=== EXTRACT ===
Miami Herald - July 11, 2004
Fred Tasker, ftasker@herald.com
Sheri Kaplan of North Miami went to her doctor for birth control pills in 1994 and came away with an HIV-positive diagnosis: "From regular old heterosexual sex," she says. "Probably even the missionary position. I was in shock." She has devoted her life since then to a clinic waging holistic war against AIDS.
Toye Brewer went to the University of Miami School of Medicine in the 1980s, just as America was beginning to recognize AIDS.
"It was new then," she says. "I was fascinated that it had not just medical aspects, but sociological and political dynamics, too, in the way it affected minorities in Haiti, Africa and other countries."
Kim Saiswick was a nurse at a Fort Lauderdale shelter for runaway youths in the late 1980s. "I started seeing my kids getting sick," she says. "I had to find out what was going on."
The three share a passion even though they haven't met. They might soon. They are attending the 15th International AIDS Conference in Bangkok, Thailand, running from today through Friday.
Their common mission: to pick the brains of AIDS fighters from Johannesburg to Jakarta about how to fight the dreaded syndrome at home.
Kaplan, upon learning that she was HIV-positive, turned to Eastern ideas to boost her immune system to fight the virus on its own.
"I grew up in a family that weren't pill-takers; my grandma always had a dozen home remedies for everything."
To share her experience, she founded the Center for Positive Connections in North Miami in 1995. She doesn't ask her clients to avoid pills. She sends them to doctors and advises them to follow their orders. But the center also offers such "holistic" services as acupuncture, massage, mediation and yoga, and such activities as dating, dinners, theater, sports, holiday parties and cruises.
=== DATASET ENTRIES ===
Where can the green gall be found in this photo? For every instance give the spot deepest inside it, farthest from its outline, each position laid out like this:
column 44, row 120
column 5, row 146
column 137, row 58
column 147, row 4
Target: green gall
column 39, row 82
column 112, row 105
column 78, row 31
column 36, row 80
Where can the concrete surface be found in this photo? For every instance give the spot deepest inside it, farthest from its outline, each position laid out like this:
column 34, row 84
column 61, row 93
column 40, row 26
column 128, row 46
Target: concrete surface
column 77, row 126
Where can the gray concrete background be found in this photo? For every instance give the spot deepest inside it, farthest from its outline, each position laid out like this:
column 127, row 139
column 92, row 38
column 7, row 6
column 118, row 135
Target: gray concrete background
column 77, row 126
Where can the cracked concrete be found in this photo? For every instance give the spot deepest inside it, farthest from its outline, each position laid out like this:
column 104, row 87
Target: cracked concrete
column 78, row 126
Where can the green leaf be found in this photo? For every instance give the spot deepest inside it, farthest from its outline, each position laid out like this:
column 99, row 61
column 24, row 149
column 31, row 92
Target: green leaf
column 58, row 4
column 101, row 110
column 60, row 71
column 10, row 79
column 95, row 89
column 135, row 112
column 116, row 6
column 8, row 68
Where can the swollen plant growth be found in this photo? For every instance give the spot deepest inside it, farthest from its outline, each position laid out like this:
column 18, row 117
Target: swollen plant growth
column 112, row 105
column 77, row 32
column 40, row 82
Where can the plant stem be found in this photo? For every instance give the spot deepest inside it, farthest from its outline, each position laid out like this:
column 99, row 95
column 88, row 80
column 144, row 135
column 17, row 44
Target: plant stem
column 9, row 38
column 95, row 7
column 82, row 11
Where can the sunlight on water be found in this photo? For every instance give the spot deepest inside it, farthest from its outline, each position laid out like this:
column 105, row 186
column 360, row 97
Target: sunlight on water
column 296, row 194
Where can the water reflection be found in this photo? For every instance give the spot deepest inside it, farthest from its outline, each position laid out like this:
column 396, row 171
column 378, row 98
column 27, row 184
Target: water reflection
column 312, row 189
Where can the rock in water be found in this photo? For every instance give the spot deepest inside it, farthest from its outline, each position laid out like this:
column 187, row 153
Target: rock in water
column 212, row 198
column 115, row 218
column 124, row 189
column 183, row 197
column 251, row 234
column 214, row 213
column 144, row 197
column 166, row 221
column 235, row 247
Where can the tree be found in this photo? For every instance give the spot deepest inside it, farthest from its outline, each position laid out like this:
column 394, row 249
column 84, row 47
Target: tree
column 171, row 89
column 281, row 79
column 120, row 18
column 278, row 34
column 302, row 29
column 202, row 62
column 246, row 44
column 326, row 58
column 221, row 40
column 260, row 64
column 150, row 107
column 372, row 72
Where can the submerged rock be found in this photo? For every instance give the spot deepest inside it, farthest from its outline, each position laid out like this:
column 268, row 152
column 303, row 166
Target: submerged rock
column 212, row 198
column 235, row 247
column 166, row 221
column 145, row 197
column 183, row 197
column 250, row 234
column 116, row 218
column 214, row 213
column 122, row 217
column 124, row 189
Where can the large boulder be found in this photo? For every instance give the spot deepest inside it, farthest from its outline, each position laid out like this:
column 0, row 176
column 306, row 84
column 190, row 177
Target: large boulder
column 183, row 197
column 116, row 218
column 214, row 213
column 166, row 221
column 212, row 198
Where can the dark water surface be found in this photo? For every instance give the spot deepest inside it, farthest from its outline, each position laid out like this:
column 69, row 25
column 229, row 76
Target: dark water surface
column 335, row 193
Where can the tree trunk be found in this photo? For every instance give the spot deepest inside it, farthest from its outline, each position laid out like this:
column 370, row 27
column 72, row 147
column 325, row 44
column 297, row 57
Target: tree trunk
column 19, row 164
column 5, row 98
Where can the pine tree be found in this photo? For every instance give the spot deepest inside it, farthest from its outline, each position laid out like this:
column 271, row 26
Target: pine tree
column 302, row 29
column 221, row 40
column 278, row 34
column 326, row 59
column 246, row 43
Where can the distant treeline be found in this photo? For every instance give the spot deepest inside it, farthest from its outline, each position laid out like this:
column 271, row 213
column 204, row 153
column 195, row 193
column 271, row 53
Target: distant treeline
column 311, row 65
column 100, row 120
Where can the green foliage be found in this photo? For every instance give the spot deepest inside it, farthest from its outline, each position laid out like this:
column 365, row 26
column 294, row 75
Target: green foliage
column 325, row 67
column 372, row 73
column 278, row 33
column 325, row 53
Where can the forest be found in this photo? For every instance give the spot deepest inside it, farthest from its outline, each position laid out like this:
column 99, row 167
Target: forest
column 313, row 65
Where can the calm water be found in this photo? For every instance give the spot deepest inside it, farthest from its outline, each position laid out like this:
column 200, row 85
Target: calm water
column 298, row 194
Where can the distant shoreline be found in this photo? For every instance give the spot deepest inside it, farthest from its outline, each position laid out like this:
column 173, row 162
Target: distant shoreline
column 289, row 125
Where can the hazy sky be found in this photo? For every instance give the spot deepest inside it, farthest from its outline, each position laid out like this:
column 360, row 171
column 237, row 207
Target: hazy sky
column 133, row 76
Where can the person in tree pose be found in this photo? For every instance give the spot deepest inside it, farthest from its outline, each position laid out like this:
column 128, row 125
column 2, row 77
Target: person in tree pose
===
▶ [EXERCISES]:
a - Answer these questions using the Miami Herald article:
(i) In what year did Sheri Kaplan go to her doctor for birth control pills?
(ii) Where did Kim Saiswick work as a nurse in the late 1980s?
(iii) In which city is the 15th International AIDS Conference being held?
b - Write the next part of the Miami Herald article, picking up after its final paragraph.

▶ [ANSWER SET]:
a -
(i) 1994
(ii) A Fort Lauderdale shelter for runaway youths
(iii) Bangkok, Thailand

b -
She will present her findings in Bangkok, hoping to become a model for centers around the world. She offers herself as proof: She has never taken an anti-HIV pill and today is without symptoms.
Brewer, now assistant professor of clinical medicine in the medical school's Division of Infectious Diseases, wants to see what the United States can learn from less affluent countries.
Uganda, for example, cut its HIV rate by two-thirds after the prime minister, national church leaders and even elementary school teachers spoke out frankly in a national campaign about prevention's "ABCs" -- abstinence, being faithful, using condoms.
Says Brewer: "We're just not a prevention-oriented society. We go for the fancy treatment drugs."
She hopes to find ideas in Bangkok to deal with that.
Saiswick is community outreach director for Holy Cross Hospital in Fort Lauderdale, working with the poor, minorities, seniors and immigrants.
"They have difficulty getting healthcare," she says. "Illegal immigrants are afraid if they come in for care, they'll be deported. They won't, but they don't know that."
She looks forward to the Bangkok conference for experts' reports on microbicides -- new anti-HIV vaginal gels for women who can't persuade their partners to use condoms. "This is a female strategy. In many cultures, men are averse to condoms. Anything we can put into the hands of women could save a life."